Instructions for the task:
Extract the listing in its entirety, keeping each line identical to the original.

* begin Data to process *

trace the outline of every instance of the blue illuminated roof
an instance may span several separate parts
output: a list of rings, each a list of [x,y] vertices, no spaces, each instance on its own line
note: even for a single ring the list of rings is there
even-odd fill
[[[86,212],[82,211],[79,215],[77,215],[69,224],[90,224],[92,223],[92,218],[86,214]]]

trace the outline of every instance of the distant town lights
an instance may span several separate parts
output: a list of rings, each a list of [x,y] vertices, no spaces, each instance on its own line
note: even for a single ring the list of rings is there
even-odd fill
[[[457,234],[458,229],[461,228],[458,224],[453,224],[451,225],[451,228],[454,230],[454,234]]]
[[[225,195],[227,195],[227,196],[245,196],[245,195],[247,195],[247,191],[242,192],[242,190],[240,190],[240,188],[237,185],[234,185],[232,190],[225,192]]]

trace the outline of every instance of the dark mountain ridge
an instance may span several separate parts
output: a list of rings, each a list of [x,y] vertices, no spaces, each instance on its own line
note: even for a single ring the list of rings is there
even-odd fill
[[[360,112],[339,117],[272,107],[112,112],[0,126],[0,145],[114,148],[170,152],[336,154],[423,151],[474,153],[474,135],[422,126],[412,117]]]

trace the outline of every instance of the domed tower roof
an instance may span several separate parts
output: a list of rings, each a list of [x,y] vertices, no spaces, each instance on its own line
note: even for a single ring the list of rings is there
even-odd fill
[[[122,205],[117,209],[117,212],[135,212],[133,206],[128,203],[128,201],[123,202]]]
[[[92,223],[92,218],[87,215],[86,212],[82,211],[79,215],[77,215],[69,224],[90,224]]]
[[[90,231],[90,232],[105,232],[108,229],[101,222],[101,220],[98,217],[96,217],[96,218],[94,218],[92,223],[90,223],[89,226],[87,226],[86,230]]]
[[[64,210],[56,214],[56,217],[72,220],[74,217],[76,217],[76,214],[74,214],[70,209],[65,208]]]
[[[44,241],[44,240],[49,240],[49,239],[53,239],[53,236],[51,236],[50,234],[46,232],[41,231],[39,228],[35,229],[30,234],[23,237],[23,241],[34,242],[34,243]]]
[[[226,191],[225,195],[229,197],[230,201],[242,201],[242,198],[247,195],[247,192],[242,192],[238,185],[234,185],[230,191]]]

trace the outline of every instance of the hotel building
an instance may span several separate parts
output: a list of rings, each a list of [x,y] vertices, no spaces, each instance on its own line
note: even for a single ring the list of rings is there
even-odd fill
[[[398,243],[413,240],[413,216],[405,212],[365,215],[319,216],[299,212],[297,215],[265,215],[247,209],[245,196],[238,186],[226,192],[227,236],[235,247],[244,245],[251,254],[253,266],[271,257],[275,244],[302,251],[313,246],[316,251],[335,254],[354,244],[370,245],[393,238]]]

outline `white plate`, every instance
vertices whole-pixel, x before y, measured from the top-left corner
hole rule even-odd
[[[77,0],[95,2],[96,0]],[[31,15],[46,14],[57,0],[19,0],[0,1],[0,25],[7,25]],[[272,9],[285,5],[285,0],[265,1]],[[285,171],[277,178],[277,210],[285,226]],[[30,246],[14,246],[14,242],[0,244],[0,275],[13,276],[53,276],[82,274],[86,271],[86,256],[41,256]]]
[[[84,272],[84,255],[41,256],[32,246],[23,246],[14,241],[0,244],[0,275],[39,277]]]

* end Data to process *

Full output:
trace the outline of every instance of the blue illuminated roof
an instance may span several separate parts
output: a list of rings, each a list of [x,y] vertices, no spaces, each instance on its own line
note: even for a single ring the list of rings is there
even-odd fill
[[[86,212],[82,211],[79,215],[77,215],[69,224],[90,224],[92,223],[92,218],[86,214]]]

trace the outline of every instance of the distant town lights
an instance may span several separate parts
output: a list of rings, each a list of [x,y] vertices, no spaces, each instance on its own line
note: even for a single ring the list of rings is there
even-odd fill
[[[457,234],[458,229],[461,228],[458,224],[453,224],[451,225],[451,228],[454,230],[454,234]]]
[[[225,195],[227,195],[227,196],[245,196],[245,195],[247,195],[247,191],[242,192],[242,190],[240,190],[240,188],[237,185],[234,185],[232,190],[225,192]]]

trace the outline of every instance of the dark mountain ridge
an instance may span several separate parts
output: a list of rings, each a list of [x,y] vertices, no spaces, each instance on its own line
note: even for a single ring the list of rings is there
even-odd fill
[[[360,112],[339,117],[272,107],[112,112],[0,126],[0,145],[114,148],[170,152],[336,154],[423,151],[474,153],[474,135],[422,126],[412,117]]]

trace the outline of every instance of the domed tower roof
an instance may span several separate parts
output: a list of rings, each a list of [x,y] vertices, no spaces, each instance on its own line
note: even for a single ring the list of rings is there
even-odd fill
[[[122,205],[117,209],[117,212],[135,212],[133,206],[128,203],[128,201],[123,202]]]
[[[92,223],[92,218],[87,215],[86,212],[82,211],[79,215],[77,215],[69,224],[90,224]]]
[[[90,231],[90,232],[105,232],[108,229],[101,222],[101,220],[98,217],[96,217],[96,218],[94,218],[92,223],[90,223],[89,226],[87,226],[86,230]]]
[[[64,210],[56,214],[56,217],[72,220],[74,217],[76,217],[76,214],[74,214],[70,209],[65,208]]]
[[[44,241],[44,240],[49,240],[49,239],[53,239],[53,236],[51,236],[50,234],[46,232],[41,231],[39,228],[35,229],[30,234],[23,237],[23,241],[34,242],[34,243]]]
[[[226,191],[225,195],[229,197],[230,201],[242,201],[242,198],[247,195],[247,192],[242,192],[238,185],[234,185],[230,191]]]

trace the outline of every instance of the hotel building
an instance may span several separate parts
output: a list of rings, each a list of [x,y] vertices, no spaces, each instance on its own line
note: even for a single ring the list of rings is there
even-odd fill
[[[398,243],[413,240],[413,216],[405,212],[365,215],[319,216],[299,212],[297,215],[265,215],[247,209],[245,196],[238,186],[226,192],[227,236],[235,247],[244,245],[251,254],[253,266],[271,257],[275,244],[302,251],[313,246],[316,251],[335,254],[354,244],[370,245],[393,238]]]

outline `white plate`, every instance
vertices whole-pixel, x before y, measured from the top-left corner
hole rule even-odd
[[[77,0],[95,2],[96,0]],[[31,15],[46,14],[57,0],[19,0],[0,1],[0,25],[7,25]],[[272,9],[285,5],[285,0],[265,1]],[[285,171],[277,178],[277,210],[285,226]],[[30,246],[14,246],[14,242],[0,244],[0,275],[13,276],[53,276],[82,274],[86,271],[86,256],[41,256]]]
[[[84,272],[84,255],[41,256],[32,246],[23,246],[14,241],[0,244],[0,275],[39,277]]]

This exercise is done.